- **Aim of the task**: Return the records below word for word.

::: Dataset entries

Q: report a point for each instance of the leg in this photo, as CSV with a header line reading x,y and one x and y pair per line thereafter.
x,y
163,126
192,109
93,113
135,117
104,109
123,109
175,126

::::::

- **Solution to the problem**:
Q: report a point for each instance of the leg in this photo, as CSV with a header line reading x,y and one x and y pair per line thereafter.
x,y
163,126
192,109
93,113
135,117
104,109
123,109
175,126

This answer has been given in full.